** START OF EXTRACTED INFORMATION **
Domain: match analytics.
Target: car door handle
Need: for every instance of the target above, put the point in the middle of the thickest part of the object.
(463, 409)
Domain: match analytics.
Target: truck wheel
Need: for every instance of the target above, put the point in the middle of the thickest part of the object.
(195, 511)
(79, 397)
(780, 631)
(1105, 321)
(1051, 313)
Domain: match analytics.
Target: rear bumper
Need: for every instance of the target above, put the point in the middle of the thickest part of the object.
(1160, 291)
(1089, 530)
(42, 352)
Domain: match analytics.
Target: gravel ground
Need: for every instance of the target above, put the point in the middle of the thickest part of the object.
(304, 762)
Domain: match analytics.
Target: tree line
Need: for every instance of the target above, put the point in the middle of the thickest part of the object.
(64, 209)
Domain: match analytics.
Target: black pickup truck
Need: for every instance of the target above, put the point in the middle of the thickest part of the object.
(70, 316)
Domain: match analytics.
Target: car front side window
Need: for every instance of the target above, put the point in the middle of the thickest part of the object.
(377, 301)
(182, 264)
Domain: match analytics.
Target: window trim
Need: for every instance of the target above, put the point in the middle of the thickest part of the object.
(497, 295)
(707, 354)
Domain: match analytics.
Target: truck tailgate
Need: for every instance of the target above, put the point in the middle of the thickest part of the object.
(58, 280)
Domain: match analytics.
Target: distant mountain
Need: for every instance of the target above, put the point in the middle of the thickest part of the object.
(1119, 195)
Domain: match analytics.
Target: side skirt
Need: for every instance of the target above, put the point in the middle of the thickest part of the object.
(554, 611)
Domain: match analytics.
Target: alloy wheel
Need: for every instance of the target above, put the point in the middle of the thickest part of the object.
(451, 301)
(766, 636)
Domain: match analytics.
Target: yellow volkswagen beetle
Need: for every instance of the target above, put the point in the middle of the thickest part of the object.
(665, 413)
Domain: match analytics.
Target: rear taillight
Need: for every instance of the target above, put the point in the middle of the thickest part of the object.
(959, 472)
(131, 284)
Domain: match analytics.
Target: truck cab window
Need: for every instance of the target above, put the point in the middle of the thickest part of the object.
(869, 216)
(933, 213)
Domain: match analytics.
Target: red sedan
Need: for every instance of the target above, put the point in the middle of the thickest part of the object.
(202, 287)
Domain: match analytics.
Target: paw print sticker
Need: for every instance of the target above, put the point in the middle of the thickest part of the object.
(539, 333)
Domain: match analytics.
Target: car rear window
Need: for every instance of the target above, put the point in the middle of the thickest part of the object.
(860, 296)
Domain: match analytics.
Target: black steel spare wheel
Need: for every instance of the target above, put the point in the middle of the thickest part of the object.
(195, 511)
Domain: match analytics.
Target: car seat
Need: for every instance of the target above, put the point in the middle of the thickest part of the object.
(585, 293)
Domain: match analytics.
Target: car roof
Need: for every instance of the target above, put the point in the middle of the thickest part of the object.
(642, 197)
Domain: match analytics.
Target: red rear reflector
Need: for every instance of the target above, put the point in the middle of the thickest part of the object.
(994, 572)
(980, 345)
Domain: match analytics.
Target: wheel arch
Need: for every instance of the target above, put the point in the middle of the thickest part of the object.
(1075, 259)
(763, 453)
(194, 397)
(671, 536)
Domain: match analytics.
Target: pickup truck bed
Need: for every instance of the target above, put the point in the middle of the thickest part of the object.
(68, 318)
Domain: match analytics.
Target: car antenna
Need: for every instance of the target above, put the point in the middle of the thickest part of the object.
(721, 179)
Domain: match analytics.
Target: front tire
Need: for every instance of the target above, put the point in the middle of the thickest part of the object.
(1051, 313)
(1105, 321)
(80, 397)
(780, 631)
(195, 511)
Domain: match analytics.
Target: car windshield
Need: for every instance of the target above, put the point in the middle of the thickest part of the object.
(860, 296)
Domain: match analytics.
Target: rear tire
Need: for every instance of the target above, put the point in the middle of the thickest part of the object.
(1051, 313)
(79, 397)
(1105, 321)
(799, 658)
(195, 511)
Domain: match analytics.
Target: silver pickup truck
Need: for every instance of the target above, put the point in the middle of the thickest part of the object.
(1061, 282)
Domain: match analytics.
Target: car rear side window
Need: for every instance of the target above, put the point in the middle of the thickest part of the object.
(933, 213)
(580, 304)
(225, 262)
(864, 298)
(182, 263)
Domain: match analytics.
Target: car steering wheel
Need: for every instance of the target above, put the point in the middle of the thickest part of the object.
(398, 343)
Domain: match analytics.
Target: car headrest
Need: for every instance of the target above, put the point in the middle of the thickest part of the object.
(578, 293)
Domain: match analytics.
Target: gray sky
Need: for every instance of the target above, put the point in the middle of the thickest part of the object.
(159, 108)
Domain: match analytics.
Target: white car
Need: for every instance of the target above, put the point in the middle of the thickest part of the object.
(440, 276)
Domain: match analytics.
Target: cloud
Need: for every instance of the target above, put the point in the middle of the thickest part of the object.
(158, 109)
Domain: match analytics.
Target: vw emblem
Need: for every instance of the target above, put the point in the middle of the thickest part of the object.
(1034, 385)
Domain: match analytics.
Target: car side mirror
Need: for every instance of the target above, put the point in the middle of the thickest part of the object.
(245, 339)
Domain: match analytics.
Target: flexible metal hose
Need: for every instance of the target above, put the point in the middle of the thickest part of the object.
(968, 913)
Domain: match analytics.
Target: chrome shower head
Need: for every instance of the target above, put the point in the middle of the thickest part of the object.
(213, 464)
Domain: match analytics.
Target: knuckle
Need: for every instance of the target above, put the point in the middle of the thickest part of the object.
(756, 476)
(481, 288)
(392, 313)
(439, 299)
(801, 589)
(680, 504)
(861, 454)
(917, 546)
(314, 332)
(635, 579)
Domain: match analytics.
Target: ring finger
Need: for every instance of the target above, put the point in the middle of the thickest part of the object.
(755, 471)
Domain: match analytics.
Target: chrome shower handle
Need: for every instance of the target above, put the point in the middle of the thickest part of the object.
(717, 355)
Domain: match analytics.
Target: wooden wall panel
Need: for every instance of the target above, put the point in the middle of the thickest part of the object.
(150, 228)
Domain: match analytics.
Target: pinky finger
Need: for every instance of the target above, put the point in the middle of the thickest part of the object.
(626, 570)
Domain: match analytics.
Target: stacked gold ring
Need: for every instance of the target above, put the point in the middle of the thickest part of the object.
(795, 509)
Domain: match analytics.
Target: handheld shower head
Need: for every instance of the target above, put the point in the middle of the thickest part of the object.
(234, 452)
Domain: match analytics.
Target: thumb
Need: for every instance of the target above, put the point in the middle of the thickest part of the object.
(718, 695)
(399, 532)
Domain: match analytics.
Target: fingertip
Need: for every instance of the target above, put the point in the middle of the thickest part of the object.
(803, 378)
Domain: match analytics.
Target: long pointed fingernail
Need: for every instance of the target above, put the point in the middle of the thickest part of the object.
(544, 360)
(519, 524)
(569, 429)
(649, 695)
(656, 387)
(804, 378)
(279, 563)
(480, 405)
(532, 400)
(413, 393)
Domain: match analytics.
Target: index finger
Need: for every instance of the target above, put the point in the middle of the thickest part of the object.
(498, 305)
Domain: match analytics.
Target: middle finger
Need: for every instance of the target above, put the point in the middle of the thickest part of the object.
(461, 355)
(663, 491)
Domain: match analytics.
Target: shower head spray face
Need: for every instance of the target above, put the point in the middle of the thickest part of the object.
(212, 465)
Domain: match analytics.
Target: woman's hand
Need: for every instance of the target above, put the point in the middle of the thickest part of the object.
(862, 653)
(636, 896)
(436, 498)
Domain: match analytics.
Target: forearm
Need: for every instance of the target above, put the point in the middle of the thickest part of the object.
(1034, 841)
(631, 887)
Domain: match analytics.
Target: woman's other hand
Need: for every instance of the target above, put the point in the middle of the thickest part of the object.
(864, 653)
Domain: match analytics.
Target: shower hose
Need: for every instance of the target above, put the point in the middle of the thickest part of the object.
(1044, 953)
** END OF EXTRACTED INFORMATION **
Give a word-for-word copy of the records.

### TASK OUTPUT
Domain: match analytics.
Target: car door handle
Need: for every instance of the target above, put the point in the middle of the thickest part of the object.
(463, 409)
Domain: match analytics.
Target: truck wheel
Need: for every instance of the target above, put the point in the middle of the thickest part of the object.
(195, 511)
(79, 397)
(780, 631)
(1105, 321)
(1051, 313)
Domain: match analytics.
Target: rear bumper
Need: for every instance of the target above, put the point in the middle of the thickest part of the object.
(1160, 291)
(1089, 530)
(42, 352)
Domain: match analytics.
Target: gravel ground
Need: for every instance of the target above, put the point in the middle of the thickest part of the object.
(304, 762)
Domain: match analytics.
Target: tree line
Need: for every instance of the target above, put the point in the middle of the thickest part of the object.
(64, 209)
Domain: match analytics.
Target: black pickup truck
Need: for every instance of the target above, put the point in the middle of the thickest part of the object.
(70, 316)
Domain: match analytics.
Target: car front side window
Need: for every instance of the target above, put the point in the middle of the thickest part of the object.
(377, 301)
(182, 264)
Domain: match analytics.
Target: window trim
Need: for every instance of the target above, put the point in the middle of the thickest part of the object.
(497, 295)
(707, 354)
Domain: match analytics.
Target: truck tailgate
Need: for every instance of the target above, put the point in the middle of the thickest part of the object.
(58, 280)
Domain: match analytics.
Target: distant mountain
Need: for every instance of the target above, put the point in the middle of the thickest part of the object.
(1119, 195)
Domain: match analytics.
Target: side skirt
Need: for every instance of the target above, put the point in the middle of the thickest part of the object.
(554, 611)
Domain: match analytics.
Target: alloy wheel
Need: for every instance of the target above, put the point in the middle of the thickest part of the object.
(451, 301)
(766, 636)
Domain: match analytics.
Target: yellow volkswagen beetle
Need: for every instance of the target above, put the point in the middle of the thickest part of the object.
(665, 413)
Domain: match analytics.
Target: rear taillight
Need: for every instance of the target above, put the point in the middle of the thickest part of the object.
(959, 472)
(131, 284)
Domain: match analytics.
Target: truck cab window
Need: for every instance of the target above, put the point in the middle of the thickest part of the object.
(869, 216)
(933, 213)
Domain: match analytics.
Target: red sedan
Need: for every instance of the target above, put the point in the middle of the thickest part of the object.
(202, 287)
Domain: match analytics.
Target: paw print sticker
Need: for every instance of the target above, put the point in the middle of the thickest part of the object.
(539, 333)
Domain: match analytics.
Target: car rear window
Need: for every instance of the target above, put the point in the middle of the thickest part of the object.
(860, 296)
Domain: match analytics.
Target: black steel spare wheel
Need: for every instance of the target above, put the point in the middle of the thickest part of the object.
(195, 511)
Domain: match analytics.
Target: car seat
Need: for every instance of the target above, put the point in the middle of the thickest part of the object.
(585, 293)
Domain: match analytics.
Target: car roof
Need: for every instance of the target above, put the point in the middle of the thickest part of the object.
(642, 197)
Domain: match analytics.
Target: red rear reflector
Need: for every instance of the target above, put the point in the middle of the thickest part of the object.
(994, 572)
(980, 345)
Domain: match analytics.
Target: wheel arch
Need: for every instance of the target above, put the point in the middle of the thickest part of the object.
(1075, 259)
(763, 453)
(194, 397)
(671, 536)
Domain: match analytics.
Target: pickup truck bed
Need: for every instance of the target above, put the point in the middle of the thickest part of the object.
(68, 318)
Domain: match analytics.
Target: car antenna
Need: for every instance of the target above, put the point in the middle of the thickest part of the object.
(721, 179)
Domain: match analytics.
Target: front tire
Need: for every instance of the target above, put the point in the middle of the thickest part of the object.
(1051, 313)
(1105, 321)
(80, 397)
(780, 631)
(195, 511)
Domain: match analytics.
Target: car windshield
Need: for every instance of the target above, put the point in the middle of the thickest part of the object.
(860, 296)
Domain: match analytics.
Target: rear tire
Need: for every instance of the target above, put the point in the middle of the thickest part of the object.
(1051, 313)
(79, 397)
(1105, 321)
(799, 658)
(195, 511)
Domain: match analytics.
Target: silver pickup truck
Need: for every instance of the target above, put the point in the middle of the thickest part of the object.
(1061, 282)
Domain: match analytics.
Target: car rear side window
Need: for every instance of the target above, put the point in the middle of the thickest part of the object.
(933, 213)
(580, 304)
(225, 262)
(864, 298)
(182, 263)
Domain: match analytics.
Target: car steering wheel
Need: for every instance of the target above, put the point in the middle of the thickest part of the object.
(398, 343)
Domain: match analytics.
Target: car headrest
Need: for every instance of the target above, put the point in the middle of the thickest part of the object.
(578, 293)
Domain: match analytics.
Target: gray sky
Need: for every instance of the target above, put the point in the middle of the thickest part of the object.
(159, 108)
Domain: match analytics.
Target: white car
Need: for every instance of the target above, put the point in the middle of the thickest part of the object.
(440, 276)
Domain: match analytics.
Target: cloud
Need: for every instance of the target above, put the point in the middle of the thickest part of the object.
(158, 109)
Domain: match analytics.
Target: vw emblem
Need: for every instance of the target above, put the point in the middle of the thickest part of the object.
(1034, 385)
Domain: match analytics.
Target: car side mirror
Need: for every instance of the target above, put the point in the middle of the thickest part of the object.
(245, 339)
Domain: match analytics.
Target: flexible metal hose
Need: for every instance of the target above, put the point in the middle of the thickest part of the object.
(968, 913)
Domain: match analytics.
Target: chrome shower head
Need: for every instance of the target above, put the point in the middle of the thickest part of the object.
(213, 464)
Domain: match analytics.
Target: knuckle
Need: for every instance of the target above, put the point in the middle of the thickest part of the object.
(756, 476)
(481, 288)
(392, 313)
(439, 299)
(801, 589)
(680, 504)
(861, 454)
(917, 546)
(314, 332)
(635, 579)
Domain: match analytics.
Target: ring finger
Need: for every instance of the target above, put the point in the middle of the thickest part of the object.
(755, 471)
Domain: match analytics.
Target: chrome shower handle
Need: for every instance of the target above, put the point in the middle of the thickest part of the object.
(717, 355)
Domain: match analytics.
Target: wooden wall panel
Need: for every instance of the target above, put the point in the middle of the thickest part of the object.
(150, 228)
Domain: match analytics.
Target: pinky finger
Need: for every instance of the target above, put the point in the middle of the thickest part of the object.
(626, 570)
Domain: match analytics.
Target: stacked gold ring
Need: for every instance of the target above, put the point in the middle of the thickest part of the object.
(795, 509)
Domain: match analytics.
Target: handheld shower head
Need: for every instance of the target above, put the point in the middle of the thickest part of the object.
(234, 452)
Domain: match analytics.
Target: thumb
Need: for every instance of the target above, put the point in the middle of the thickest part of the object.
(718, 695)
(399, 532)
Domain: match analytics.
Target: fingertip
Need: for every instance of the target above, put the point in the middle of the thickest part of the object.
(803, 378)
Domain: match analytics.
Target: long pointed fingernail
Need: for every instance of the target above, put the point in the middle of the thickest part of the object.
(544, 360)
(519, 524)
(569, 429)
(649, 695)
(656, 387)
(804, 378)
(279, 563)
(480, 405)
(532, 400)
(413, 393)
Domain: match analytics.
Target: index finger
Need: for every instance of the target above, put the point in the middle of the thickest part of the object.
(498, 305)
Domain: match analytics.
Target: middle finger
Need: for every instance of the target above, put the point in the middle of the thickest part of the object.
(461, 355)
(663, 491)
Domain: match analytics.
Target: shower head spray face
Need: for every instance of the target above, put the point in the middle of the thickest part of the object.
(212, 465)
Domain: match analytics.
Target: woman's hand
Need: for every instance of the target above, put the point in the middle of the thickest part of the object.
(862, 653)
(636, 896)
(436, 498)
Domain: match analytics.
Target: forearm
Need: for every instance of the target above, put the point in the middle of the thickest part of the object.
(1034, 841)
(631, 887)
Domain: match analytics.
Target: woman's other hand
Need: for every instance of the target above, put the point in the middle of the thickest part of the object.
(864, 653)
Domain: match analytics.
Target: shower hose
Need: for every instance of the target above, put the point in the middle of the thickest part of the object.
(1044, 953)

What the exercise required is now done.